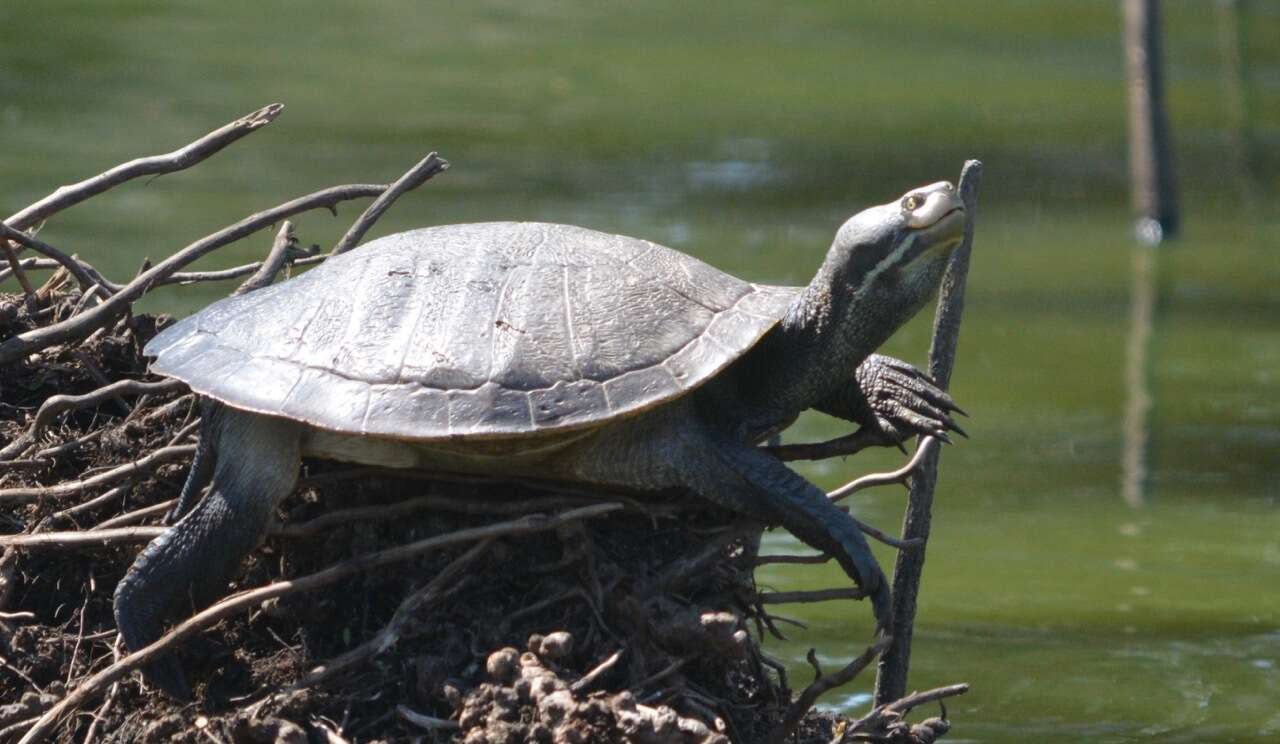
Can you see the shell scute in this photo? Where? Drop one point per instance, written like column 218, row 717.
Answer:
column 478, row 331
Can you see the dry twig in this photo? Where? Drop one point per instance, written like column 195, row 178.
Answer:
column 901, row 475
column 438, row 588
column 891, row 679
column 136, row 469
column 812, row 596
column 275, row 258
column 821, row 684
column 92, row 687
column 55, row 405
column 412, row 178
column 179, row 159
column 91, row 319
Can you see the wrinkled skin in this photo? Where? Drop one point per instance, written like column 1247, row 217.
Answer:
column 883, row 265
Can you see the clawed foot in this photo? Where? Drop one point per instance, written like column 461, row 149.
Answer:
column 905, row 401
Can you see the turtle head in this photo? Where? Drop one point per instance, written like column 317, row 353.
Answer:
column 895, row 254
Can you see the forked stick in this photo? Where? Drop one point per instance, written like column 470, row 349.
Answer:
column 891, row 678
column 179, row 159
column 94, row 685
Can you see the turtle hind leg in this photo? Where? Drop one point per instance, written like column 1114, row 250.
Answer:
column 762, row 487
column 201, row 464
column 191, row 564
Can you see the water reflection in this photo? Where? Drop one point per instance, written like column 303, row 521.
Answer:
column 1137, row 412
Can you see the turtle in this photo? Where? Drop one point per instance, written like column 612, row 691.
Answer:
column 549, row 352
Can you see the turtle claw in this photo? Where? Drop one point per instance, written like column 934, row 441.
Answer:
column 906, row 402
column 165, row 674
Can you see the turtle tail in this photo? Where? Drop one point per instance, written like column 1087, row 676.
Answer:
column 190, row 565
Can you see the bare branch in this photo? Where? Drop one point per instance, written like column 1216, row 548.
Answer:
column 767, row 560
column 55, row 405
column 86, row 323
column 589, row 679
column 94, row 685
column 137, row 515
column 85, row 274
column 423, row 721
column 179, row 159
column 882, row 719
column 822, row 684
column 804, row 597
column 439, row 587
column 109, row 532
column 900, row 475
column 891, row 680
column 26, row 265
column 136, row 469
column 837, row 447
column 412, row 178
column 16, row 269
column 266, row 272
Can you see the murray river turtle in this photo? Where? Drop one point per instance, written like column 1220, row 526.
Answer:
column 542, row 351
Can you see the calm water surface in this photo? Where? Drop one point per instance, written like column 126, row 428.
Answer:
column 744, row 133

○ ○ ○ ○ ○

You are asked to output the records precisely as they appear, minus any pictures.

| WRITTEN ANSWER |
Can you see the shell scute in this photo? Where? Drop one point per instance, written like column 218, row 717.
Answer:
column 478, row 331
Can you see the dry twig in this photo? Where? Drop one point per instance, written like column 195, row 178.
Answer:
column 901, row 475
column 438, row 588
column 891, row 679
column 136, row 469
column 812, row 596
column 275, row 258
column 821, row 684
column 92, row 687
column 55, row 405
column 412, row 178
column 179, row 159
column 91, row 319
Can you see the wrinkled skin in this photo? Where? Drop one point per instance, written like column 1247, row 217.
Answer:
column 883, row 265
Can you see the clawed foot in this photo? Where? Drop one point per instance, written like column 461, row 149.
Answer:
column 905, row 401
Can you see the turtle head in this photo? Where? Drop one point per instance, written like column 317, row 353.
Answer:
column 895, row 254
Can you see the forked stick in this photo? Where? Drop one point per instance, written like column 470, row 349.
Answer:
column 891, row 678
column 179, row 159
column 94, row 685
Can you see the turtle hind leg in this photo? Where? Drop one point per instance, written like column 1114, row 250.
Answer:
column 762, row 487
column 201, row 464
column 191, row 564
Can you see the water reflection in this photo? Where? Drop one point per instance, written like column 303, row 521.
Answer:
column 1137, row 412
Can you see the turtle in this photo? Where? Drop one point per instance, written like column 612, row 691.
Answer:
column 549, row 352
Can you see the turtle claw in this photo? Where? Drop one point per instance, written like column 934, row 441.
Answer:
column 906, row 402
column 165, row 674
Can you see the turtle tail in this photo? Where? Drop one point per instance, written like column 1087, row 676.
Answer:
column 190, row 565
Can you see the bare branch in this photo? Where? Drop one point per instance, written like column 1216, row 548.
Answer:
column 767, row 560
column 55, row 405
column 86, row 323
column 589, row 679
column 94, row 685
column 137, row 515
column 85, row 274
column 423, row 721
column 179, row 159
column 882, row 719
column 822, row 684
column 804, row 597
column 439, row 587
column 109, row 532
column 900, row 475
column 891, row 680
column 26, row 265
column 136, row 469
column 837, row 447
column 412, row 178
column 16, row 269
column 266, row 272
Can you see the murray river turtle in this photo? Where? Drop one point per instance, written like column 1220, row 526.
Answer:
column 542, row 351
Can you see the calm water surface in this photo? Where? Drop one point per instance, written like column 126, row 428.
Answer:
column 744, row 133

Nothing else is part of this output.